Your task >>
Convert the rows from the line with "Where can you find the blue sneaker" up to and including the line with "(1017, 422)" into a Markdown table with two columns, Number and Row Text. Give one line per table row, leave out any blank lines, and put nothing else in the table.

[Begin Exercise inputs]

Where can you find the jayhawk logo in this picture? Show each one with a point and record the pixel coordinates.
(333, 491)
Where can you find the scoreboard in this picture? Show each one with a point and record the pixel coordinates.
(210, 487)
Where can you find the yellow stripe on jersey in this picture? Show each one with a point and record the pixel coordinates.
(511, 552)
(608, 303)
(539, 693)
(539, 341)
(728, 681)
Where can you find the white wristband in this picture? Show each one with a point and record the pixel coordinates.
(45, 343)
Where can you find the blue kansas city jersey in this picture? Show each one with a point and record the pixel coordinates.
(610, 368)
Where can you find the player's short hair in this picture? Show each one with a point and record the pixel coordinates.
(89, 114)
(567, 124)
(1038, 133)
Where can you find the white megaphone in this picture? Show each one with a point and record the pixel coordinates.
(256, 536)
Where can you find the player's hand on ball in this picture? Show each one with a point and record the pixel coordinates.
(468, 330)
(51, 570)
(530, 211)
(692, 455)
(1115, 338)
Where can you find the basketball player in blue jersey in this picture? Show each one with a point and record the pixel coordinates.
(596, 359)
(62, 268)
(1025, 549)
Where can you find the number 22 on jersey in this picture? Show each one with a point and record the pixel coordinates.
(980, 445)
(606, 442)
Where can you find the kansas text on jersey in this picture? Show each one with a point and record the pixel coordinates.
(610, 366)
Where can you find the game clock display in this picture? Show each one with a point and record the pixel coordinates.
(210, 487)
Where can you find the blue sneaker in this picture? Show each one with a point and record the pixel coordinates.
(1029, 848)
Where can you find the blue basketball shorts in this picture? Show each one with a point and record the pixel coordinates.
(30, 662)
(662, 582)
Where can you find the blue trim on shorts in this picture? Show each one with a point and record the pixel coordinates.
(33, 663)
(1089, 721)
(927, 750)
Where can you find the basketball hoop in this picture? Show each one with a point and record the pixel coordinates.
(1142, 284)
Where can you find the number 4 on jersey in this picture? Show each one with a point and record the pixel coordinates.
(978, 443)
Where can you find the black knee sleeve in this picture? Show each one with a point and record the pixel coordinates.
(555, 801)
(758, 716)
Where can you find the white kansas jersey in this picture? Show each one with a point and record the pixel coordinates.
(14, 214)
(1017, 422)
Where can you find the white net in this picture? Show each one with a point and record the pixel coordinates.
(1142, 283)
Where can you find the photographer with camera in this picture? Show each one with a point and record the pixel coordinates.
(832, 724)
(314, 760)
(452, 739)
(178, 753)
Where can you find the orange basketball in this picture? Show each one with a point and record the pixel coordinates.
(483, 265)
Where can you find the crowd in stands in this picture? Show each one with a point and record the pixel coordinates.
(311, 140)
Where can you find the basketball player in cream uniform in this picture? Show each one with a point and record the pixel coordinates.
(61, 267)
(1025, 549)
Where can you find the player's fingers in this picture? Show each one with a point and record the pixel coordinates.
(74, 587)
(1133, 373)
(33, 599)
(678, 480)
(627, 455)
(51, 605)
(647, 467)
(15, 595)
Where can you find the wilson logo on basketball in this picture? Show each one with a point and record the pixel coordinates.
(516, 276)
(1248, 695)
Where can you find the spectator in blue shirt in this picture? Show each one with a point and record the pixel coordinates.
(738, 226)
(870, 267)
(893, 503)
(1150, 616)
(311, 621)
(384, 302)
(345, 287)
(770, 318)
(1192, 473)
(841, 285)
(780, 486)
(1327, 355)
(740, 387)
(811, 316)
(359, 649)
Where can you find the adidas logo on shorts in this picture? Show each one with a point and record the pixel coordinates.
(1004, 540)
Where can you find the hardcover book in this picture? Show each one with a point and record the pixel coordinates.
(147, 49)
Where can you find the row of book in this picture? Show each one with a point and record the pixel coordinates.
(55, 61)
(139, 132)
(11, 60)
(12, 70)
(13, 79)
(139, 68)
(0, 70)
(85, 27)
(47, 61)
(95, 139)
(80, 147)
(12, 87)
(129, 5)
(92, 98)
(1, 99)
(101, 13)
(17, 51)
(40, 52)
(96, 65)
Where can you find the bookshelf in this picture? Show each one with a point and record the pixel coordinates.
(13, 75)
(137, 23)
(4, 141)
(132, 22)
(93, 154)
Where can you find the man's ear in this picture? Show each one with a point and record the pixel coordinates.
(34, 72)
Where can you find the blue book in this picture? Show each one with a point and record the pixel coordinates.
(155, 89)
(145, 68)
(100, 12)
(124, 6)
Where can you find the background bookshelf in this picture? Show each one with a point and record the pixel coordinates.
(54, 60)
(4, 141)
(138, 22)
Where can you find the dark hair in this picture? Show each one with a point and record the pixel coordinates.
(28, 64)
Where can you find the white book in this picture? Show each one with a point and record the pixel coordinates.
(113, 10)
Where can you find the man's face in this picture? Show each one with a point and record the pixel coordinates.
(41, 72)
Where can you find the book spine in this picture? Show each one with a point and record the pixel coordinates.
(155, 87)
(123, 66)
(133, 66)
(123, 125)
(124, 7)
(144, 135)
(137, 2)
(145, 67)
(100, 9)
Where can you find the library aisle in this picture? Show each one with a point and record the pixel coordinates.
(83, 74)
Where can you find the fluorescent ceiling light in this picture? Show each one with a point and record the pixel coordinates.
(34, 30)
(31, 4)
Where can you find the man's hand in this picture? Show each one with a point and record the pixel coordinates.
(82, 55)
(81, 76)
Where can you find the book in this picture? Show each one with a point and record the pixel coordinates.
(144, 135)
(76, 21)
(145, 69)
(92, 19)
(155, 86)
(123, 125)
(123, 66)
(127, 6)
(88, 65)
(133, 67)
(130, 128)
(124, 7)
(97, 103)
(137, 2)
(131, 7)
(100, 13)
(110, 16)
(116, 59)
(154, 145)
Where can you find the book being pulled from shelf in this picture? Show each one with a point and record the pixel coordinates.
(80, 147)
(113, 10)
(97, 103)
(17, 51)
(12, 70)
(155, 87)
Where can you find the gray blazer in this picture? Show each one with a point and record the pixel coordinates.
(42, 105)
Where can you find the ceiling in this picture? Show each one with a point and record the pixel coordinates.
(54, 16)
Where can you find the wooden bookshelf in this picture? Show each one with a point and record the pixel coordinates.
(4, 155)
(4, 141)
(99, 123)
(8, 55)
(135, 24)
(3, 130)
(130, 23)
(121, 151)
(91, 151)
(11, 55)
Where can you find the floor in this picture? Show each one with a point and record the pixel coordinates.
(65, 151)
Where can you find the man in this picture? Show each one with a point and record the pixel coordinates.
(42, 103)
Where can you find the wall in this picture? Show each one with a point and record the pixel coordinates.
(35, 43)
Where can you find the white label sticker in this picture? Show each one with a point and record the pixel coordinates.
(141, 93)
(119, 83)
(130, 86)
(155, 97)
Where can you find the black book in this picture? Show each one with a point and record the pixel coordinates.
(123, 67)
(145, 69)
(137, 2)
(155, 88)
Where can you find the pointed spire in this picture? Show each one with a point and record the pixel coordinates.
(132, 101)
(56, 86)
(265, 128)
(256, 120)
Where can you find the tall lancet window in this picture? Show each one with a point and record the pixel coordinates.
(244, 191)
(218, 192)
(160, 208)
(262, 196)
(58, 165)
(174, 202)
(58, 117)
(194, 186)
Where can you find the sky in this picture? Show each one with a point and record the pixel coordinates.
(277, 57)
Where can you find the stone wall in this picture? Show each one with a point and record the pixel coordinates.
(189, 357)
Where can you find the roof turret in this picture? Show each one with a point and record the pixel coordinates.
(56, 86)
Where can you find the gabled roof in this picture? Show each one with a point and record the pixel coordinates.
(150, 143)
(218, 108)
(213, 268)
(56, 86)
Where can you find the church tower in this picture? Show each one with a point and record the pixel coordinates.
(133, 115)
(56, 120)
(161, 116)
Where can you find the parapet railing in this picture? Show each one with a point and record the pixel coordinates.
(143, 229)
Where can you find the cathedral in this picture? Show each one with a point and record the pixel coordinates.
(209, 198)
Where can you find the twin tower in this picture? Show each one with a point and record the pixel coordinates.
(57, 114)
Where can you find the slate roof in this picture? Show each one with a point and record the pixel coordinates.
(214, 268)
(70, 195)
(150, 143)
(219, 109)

[End Exercise inputs]

Reply to the task >>
| Number | Row Text |
|---|---|
| 1 | Where can you find the blue sneaker in this picture? Show each one with a point and record the pixel coordinates. |
| 2 | (1029, 848) |
| 3 | Where can you find the blue basketball shorts in this picture? Show each one with a point and record the pixel coordinates. |
| 4 | (30, 662) |
| 5 | (662, 582) |
| 6 | Where can you find the blue trim on shorts in this picture? Show each one with a point and record the pixel coordinates. |
| 7 | (33, 663) |
| 8 | (1089, 721) |
| 9 | (927, 750) |
| 10 | Where can you find the basketball hoop in this picture? Show each one with a point and record the pixel coordinates. |
| 11 | (1142, 284) |
| 12 | Where can you find the number 4 on jersey in this picture? Show each one with a point and record the pixel coordinates. |
| 13 | (978, 443) |
| 14 | Where can you find the black knee sleeve in this picture? Show each one with a point and record the pixel coordinates. |
| 15 | (555, 801) |
| 16 | (758, 716) |
| 17 | Where can you find the white kansas jersey in this picture? Show each one with a point and record the pixel coordinates. |
| 18 | (14, 214) |
| 19 | (1017, 422) |